Ask The Agent: Our Home Value Has Dropped, What Now?
Posted on November 11th, 2007 by Jonathan Dalton
From Trulia Voices last night …
“I have a home in Laveen on 64th and Baseline. Home is 11 months old and is 1268 sq ft; we paid $192k (2 bed, 1 loft, 2.5 bath, 1 car garage) but have also invested an additional $10k in upgrades since we moved in. Our Zillow estimate is showing as $214k. We want to sell our home and move to Queen Creek, Gilbert, Chandler or Maricopa. The problem is: our home builder is still building in our neighborhood and selling our exact model with many incentives for much less than what we paid just months ago. What are our options? … Is there a way to “trade” homes easily for one of our preferred areas? We want out ASAP.”
There’s a real simple answer to this question:
- Match the builder’s incentives and sell at a loss.
- Stay put.
I’m wondering if something is missing from the explanation. Selling because the values have dropped doesn’t make a great deal of sense, especially when there’s a chance the value of the next home may also fall before it rises given current market conditions.

★ ★ ★ ★ ★ ★ ★

Written task 1:
Please set down the home-value post word for word, starting with "Ask The Agent: Our" and going on through "sell at a loss.".
Written task 2:
In the home-value post, which areas does the homeowner name as places they want to move to?
The records play no part in this.

★ ★ ★ ★ ★ ★ ★

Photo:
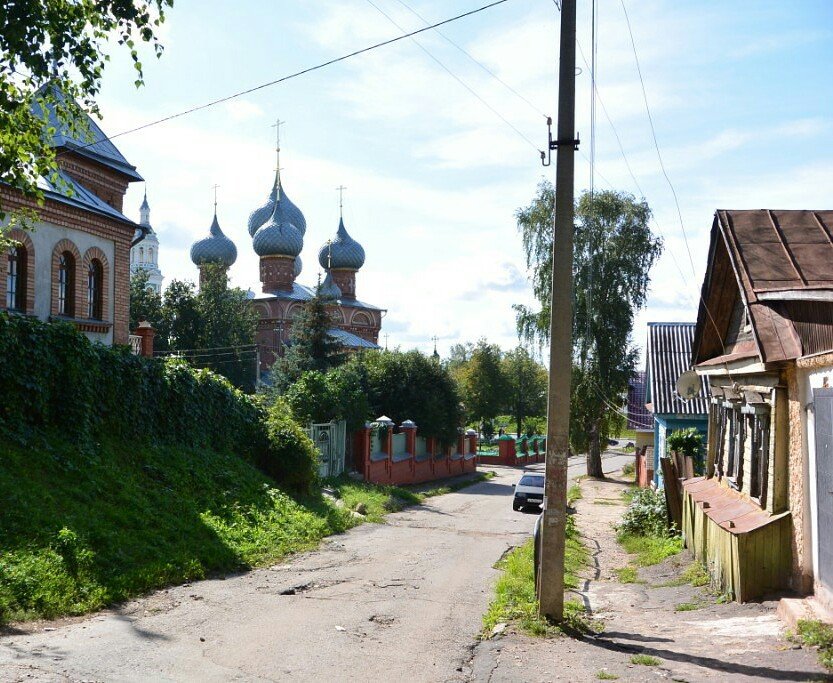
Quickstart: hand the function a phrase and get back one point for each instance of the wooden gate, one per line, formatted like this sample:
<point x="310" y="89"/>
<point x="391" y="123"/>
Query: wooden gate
<point x="823" y="402"/>
<point x="330" y="438"/>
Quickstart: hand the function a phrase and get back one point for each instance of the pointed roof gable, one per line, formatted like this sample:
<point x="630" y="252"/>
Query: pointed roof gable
<point x="774" y="267"/>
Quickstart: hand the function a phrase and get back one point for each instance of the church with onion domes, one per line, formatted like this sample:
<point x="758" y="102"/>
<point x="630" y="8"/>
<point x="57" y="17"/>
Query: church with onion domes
<point x="277" y="229"/>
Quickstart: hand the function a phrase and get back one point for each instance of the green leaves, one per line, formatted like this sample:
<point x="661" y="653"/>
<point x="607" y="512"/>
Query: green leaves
<point x="60" y="42"/>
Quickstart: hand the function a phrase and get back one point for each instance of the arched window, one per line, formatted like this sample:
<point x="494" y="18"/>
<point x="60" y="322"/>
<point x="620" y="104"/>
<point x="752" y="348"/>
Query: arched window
<point x="66" y="285"/>
<point x="16" y="279"/>
<point x="95" y="290"/>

★ ★ ★ ★ ★ ★ ★

Full response 1:
Ask The Agent: Our Home Value Has Dropped, What Now?
Posted on November 11th, 2007 by Jonathan Dalton
From Trulia Voices last night …
“I have a home in Laveen on 64th and Baseline. Home is 11 months old and is 1268 sq ft; we paid $192k (2 bed, 1 loft, 2.5 bath, 1 car garage) but have also invested an additional $10k in upgrades since we moved in. Our Zillow estimate is showing as $214k. We want to sell our home and move to Queen Creek, Gilbert, Chandler or Maricopa. The problem is: our home builder is still building in our neighborhood and selling our exact model with many incentives for much less than what we paid just months ago. What are our options? … Is there a way to “trade” homes easily for one of our preferred areas? We want out ASAP.”
There’s a real simple answer to this question:
- Match the builder’s incentives and sell at a loss.

Full response 2:
Queen Creek, Gilbert, Chandler, Maricopa